▶ Task prompt
For the data below, restate word for word only the lines from the line containing "If you could indicate the rear wheel" through the line containing "point(323, 246)", both ends included.

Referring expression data
•••••
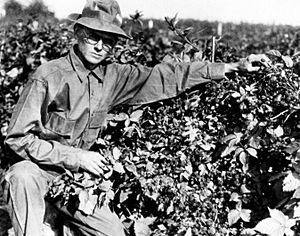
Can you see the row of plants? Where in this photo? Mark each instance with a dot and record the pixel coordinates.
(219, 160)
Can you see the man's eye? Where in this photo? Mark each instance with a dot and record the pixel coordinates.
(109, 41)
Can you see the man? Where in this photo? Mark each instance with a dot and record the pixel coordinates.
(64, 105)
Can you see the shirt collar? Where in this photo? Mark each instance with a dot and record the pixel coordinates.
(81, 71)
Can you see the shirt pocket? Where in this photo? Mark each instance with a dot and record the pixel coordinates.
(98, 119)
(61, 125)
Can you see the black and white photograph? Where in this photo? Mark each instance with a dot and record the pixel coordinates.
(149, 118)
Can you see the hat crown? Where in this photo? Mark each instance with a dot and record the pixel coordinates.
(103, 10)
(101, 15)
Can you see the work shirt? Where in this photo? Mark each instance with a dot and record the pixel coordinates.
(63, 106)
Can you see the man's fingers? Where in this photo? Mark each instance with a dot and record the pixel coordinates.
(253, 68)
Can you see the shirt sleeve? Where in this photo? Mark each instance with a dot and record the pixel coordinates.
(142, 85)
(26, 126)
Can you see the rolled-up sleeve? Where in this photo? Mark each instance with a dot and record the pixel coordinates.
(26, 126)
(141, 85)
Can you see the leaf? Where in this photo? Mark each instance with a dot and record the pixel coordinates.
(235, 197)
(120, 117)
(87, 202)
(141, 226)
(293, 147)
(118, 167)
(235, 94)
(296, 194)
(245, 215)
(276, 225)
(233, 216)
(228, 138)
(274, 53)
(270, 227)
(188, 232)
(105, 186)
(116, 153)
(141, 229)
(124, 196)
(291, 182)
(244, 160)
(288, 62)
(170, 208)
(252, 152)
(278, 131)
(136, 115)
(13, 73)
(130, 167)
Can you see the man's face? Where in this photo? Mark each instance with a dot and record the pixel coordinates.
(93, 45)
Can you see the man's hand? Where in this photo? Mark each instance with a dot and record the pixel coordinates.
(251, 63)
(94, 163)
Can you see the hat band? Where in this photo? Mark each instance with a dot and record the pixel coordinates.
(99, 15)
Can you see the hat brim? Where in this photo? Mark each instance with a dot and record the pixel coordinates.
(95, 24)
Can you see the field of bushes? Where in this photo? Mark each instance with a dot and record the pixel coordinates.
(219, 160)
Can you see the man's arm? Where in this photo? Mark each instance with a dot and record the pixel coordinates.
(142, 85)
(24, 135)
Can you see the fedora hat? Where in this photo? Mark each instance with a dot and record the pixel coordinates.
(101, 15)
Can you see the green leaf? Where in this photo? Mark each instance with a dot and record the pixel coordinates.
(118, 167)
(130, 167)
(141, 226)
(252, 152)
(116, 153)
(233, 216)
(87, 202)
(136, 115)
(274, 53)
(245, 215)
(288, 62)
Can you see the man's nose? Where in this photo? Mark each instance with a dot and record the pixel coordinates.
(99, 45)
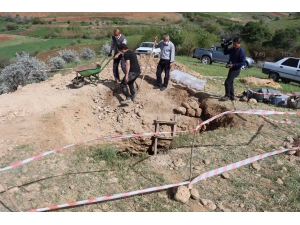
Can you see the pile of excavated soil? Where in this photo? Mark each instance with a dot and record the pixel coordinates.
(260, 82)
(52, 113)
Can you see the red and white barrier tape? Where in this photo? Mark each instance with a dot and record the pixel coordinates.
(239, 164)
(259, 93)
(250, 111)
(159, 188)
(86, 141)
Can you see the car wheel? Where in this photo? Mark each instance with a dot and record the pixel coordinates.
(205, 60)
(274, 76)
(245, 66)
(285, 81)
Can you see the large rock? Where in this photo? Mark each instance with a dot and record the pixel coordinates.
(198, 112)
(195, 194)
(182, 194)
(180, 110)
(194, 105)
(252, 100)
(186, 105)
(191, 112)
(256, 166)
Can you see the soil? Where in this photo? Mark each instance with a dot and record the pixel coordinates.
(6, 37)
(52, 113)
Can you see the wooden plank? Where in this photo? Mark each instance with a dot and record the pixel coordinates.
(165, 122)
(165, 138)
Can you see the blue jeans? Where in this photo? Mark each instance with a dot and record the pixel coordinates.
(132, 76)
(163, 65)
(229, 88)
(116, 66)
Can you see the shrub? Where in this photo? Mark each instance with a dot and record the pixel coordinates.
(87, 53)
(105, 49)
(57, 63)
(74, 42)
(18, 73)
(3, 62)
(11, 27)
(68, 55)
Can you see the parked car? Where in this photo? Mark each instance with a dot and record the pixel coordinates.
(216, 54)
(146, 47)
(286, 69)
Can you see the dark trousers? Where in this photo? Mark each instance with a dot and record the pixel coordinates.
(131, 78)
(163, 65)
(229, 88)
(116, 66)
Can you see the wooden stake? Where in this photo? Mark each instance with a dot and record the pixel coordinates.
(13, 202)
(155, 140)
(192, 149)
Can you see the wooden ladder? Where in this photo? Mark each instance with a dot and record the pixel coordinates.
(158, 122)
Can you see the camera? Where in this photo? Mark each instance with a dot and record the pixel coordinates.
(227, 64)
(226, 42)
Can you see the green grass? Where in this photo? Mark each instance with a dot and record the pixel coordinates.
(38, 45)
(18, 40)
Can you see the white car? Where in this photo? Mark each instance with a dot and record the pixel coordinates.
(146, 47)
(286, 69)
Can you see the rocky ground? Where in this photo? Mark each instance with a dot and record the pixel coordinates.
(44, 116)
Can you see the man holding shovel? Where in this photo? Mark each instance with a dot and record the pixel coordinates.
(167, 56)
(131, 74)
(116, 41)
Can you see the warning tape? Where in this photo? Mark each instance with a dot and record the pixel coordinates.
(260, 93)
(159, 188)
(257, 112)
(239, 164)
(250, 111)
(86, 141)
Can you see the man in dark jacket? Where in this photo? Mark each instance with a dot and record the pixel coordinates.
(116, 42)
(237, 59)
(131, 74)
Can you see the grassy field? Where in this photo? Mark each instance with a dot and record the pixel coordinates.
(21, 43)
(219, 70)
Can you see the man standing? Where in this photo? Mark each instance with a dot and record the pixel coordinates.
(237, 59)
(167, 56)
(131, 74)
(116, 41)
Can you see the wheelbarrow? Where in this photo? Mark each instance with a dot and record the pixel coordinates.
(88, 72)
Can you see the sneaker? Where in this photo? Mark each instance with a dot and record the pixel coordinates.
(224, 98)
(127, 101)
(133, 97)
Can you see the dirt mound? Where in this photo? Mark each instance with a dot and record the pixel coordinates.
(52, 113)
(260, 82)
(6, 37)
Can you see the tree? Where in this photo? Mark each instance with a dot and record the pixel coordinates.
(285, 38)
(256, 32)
•••••
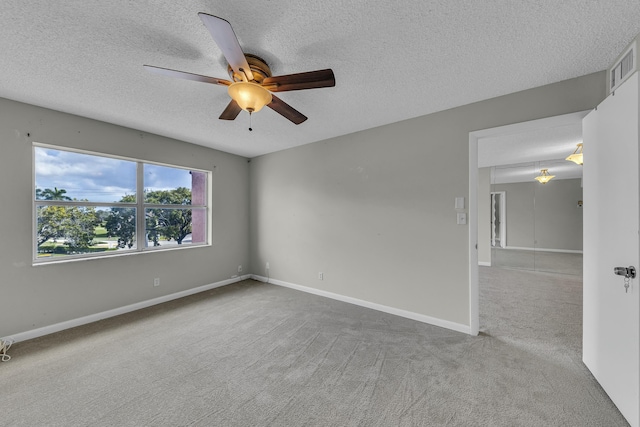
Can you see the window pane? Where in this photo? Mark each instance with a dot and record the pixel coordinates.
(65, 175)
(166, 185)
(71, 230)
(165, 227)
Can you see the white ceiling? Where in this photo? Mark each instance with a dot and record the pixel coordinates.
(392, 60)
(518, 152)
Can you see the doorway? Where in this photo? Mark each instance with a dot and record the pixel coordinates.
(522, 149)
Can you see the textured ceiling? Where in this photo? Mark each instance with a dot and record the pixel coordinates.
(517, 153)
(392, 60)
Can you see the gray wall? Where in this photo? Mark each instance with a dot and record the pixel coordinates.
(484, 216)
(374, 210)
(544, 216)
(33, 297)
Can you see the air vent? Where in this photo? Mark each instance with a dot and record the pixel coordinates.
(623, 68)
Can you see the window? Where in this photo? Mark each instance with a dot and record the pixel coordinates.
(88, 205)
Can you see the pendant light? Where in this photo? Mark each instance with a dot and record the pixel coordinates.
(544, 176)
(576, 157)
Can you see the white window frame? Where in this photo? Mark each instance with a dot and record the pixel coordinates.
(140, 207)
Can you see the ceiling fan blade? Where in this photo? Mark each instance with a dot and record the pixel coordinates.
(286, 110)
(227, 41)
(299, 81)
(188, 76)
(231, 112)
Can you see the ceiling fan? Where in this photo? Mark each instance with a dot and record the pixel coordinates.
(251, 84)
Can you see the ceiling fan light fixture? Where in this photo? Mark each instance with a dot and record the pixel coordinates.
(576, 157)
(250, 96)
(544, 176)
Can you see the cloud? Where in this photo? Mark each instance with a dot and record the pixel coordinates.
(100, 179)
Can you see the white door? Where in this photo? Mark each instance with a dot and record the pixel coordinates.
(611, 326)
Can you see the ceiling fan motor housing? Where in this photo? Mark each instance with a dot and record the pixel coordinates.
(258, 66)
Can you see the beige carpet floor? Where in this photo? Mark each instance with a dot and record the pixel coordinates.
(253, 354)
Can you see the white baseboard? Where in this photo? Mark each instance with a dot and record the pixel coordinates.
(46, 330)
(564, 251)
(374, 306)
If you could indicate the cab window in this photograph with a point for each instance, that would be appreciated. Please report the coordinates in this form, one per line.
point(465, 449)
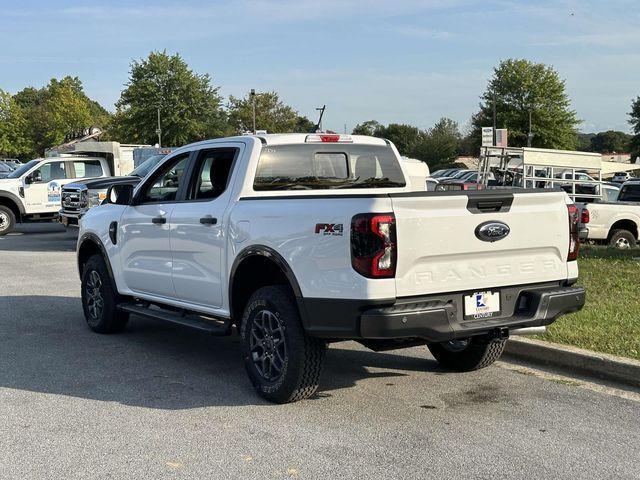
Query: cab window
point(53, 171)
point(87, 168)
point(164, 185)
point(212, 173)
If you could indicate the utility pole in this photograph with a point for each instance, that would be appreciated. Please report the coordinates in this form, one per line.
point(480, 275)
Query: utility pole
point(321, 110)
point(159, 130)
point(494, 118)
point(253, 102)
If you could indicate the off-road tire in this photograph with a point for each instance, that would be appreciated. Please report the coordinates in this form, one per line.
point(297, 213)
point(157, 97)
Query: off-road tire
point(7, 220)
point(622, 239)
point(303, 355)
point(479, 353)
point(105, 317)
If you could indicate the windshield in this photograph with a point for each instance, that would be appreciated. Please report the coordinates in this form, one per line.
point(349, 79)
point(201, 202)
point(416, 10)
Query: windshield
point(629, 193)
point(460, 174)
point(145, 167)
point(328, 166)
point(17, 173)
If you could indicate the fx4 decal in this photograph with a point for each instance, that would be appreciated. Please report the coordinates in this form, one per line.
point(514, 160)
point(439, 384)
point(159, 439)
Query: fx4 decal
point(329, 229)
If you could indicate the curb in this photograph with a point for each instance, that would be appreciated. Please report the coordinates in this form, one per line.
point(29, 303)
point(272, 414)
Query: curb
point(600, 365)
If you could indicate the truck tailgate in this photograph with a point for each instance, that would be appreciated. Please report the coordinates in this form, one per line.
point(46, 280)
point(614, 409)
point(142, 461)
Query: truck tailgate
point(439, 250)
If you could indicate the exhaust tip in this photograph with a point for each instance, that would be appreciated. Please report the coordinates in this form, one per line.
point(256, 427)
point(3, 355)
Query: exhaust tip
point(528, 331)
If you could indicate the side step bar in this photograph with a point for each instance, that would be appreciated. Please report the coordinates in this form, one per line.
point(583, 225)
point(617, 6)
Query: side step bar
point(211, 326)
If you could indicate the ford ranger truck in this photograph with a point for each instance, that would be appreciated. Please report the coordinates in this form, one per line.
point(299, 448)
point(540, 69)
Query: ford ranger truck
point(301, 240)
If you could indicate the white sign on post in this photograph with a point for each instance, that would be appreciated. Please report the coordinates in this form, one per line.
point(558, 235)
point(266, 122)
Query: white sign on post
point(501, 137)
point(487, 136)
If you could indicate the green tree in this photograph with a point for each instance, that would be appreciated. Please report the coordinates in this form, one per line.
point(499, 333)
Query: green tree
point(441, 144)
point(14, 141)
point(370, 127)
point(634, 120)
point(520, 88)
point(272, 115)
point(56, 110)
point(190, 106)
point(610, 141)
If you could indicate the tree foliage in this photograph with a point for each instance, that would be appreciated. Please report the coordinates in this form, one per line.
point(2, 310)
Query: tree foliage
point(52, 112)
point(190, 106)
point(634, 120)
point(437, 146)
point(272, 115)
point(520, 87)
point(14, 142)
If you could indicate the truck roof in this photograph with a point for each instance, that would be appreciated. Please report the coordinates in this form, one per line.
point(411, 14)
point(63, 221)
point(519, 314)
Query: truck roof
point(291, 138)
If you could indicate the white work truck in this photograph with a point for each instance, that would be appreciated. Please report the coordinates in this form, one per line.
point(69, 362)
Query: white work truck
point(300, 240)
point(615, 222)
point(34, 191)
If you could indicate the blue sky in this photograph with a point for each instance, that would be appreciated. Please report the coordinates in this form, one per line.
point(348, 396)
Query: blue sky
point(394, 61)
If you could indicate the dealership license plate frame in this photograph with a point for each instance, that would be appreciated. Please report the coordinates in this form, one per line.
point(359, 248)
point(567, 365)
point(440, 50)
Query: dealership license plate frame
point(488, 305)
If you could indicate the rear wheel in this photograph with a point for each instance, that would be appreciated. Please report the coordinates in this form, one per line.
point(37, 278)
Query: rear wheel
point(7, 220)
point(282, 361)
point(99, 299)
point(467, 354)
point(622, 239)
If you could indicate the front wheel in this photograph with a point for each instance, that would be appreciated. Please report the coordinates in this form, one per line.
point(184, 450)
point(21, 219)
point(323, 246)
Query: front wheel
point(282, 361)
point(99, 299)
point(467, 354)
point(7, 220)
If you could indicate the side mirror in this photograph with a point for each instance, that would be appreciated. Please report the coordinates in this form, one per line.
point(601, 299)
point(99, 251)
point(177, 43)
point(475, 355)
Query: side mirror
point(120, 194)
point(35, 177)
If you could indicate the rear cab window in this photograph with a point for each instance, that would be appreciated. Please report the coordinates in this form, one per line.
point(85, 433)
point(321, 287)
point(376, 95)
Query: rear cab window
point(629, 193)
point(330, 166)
•••••
▶ Exercise solution
If you could indicate the rear wheel in this photograph with a point for each instance, that would be appreciated. Please report the coordinates in this form, one per line.
point(37, 278)
Query: rear wheel
point(7, 220)
point(282, 361)
point(99, 299)
point(467, 354)
point(622, 239)
If you could indicate the front wheel in this photograph with a point for each instance, that would be appreciated. Please report the coordinates in this form, one per line.
point(184, 450)
point(21, 219)
point(323, 246)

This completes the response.